** Opening DOCUMENT EXCERPT block **

Rome Total War fans: FYI

There’s very little they can do to directly manipulate the AI, but a long while ago I read a bunch of stuff on the Total Realism forums, and iirc what they’ve done is boost hitpoints and morale without adding offense, with the effect that troops take longer to die, and don’t break as soon. In addition, there’s some formation mod which alters what formations the AI uses and how strictly it stays in formation, which supposedly improves the AI somewhat.

I broke down and reinstalled and downloaded the patch. Started as the Romans, and I just trounced Phyrrus, although he kinda handed me a huge terrain advantage. I was able to set up defensively on a steep slope, which gave my velites enough range to neutralize his elephants before they did too much damage, and his hoplites were all dead tired by the time they got to my lines and went down fairly easily. So, too early for me to pass judgement on the battle difficulty yet. Crunched for money, though, so I’m going to have to sack a couple rebel cities to boost my treasury.

I’ve been meaning to try the Total Realism mod for ages and I have no doubt it’s more historical that vanilla overall. Lord do I hate the vanilla implementation of Lagif Egypt. But I haven’t gotten around to it yet for a couple of reasons:

  1. The truly dedicated MTW grognards ( or pseudo-grognards, I don’t know if any TW series have ever been hardcore enough for the true strategy nuts :smiley: ), loved the long, epic battles and missed that in RTW. In MTW a single large battles could literally take hours. I can sympathize with that view - certainly it allowed a lot more scope for careful battlefield maneouvering and a great feeling of satisfaction when it was a good one.

But often they were endurance contests ( ugh, those Mongol battles exhausted me ) and I like the fact that I could fire up RTW and play for a quick hour before work, without having to worry about having time to either finish up a key fight or refight it all over again. Total Realism deliberately seeks to slow the pace of the fighting and that sounds attractive in one respect and less so in another. It’s helped me hesitate.

2.) While more provinces on the face of it sounds great, I’ve heard that what you gain in accuracy, you may end up sacrificing in gameplay. Apparently the AI functions at its best with fewer provinces, which is part of the reason it appears to behave a bit more intelligently/unpredictably on the Barabarian Invasions map than it does in vanilla. One issue with the TR mod is that apparently the increased provinces present too many choices for it’s poor little brain to manage, leading to sluggish or even paralytic behavior.

** Closing DOCUMENT EXCERPT block **
** Opening GIVEN MATERIAL block **

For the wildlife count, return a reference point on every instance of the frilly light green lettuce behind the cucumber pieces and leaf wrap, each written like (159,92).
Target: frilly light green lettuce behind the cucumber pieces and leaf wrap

** Closing GIVEN MATERIAL block **

• WHAT IS BEING ASKED
Copy the Rome Total War forum post between "1. The truly" and "helped me hesitate.", inclusive, substituting "Rome Total War" for every "RTW".

• WRITTEN RESPONSE
1. The truly dedicated MTW grognards ( or pseudo-grognards, I don’t know if any TW series have ever been hardcore enough for the true strategy nuts :smiley: ), loved the long, epic battles and missed that in Rome Total War. In MTW a single large battles could literally take hours. I can sympathize with that view - certainly it allowed a lot more scope for careful battlefield maneouvering and a great feeling of satisfaction when it was a good one.

But often they were endurance contests ( ugh, those Mongol battles exhausted me ) and I like the fact that I could fire up Rome Total War and play for a quick hour before work, without having to worry about having time to either finish up a key fight or refight it all over again. Total Realism deliberately seeks to slow the pace of the fighting and that sounds attractive in one respect and less so in another. It’s helped me hesitate.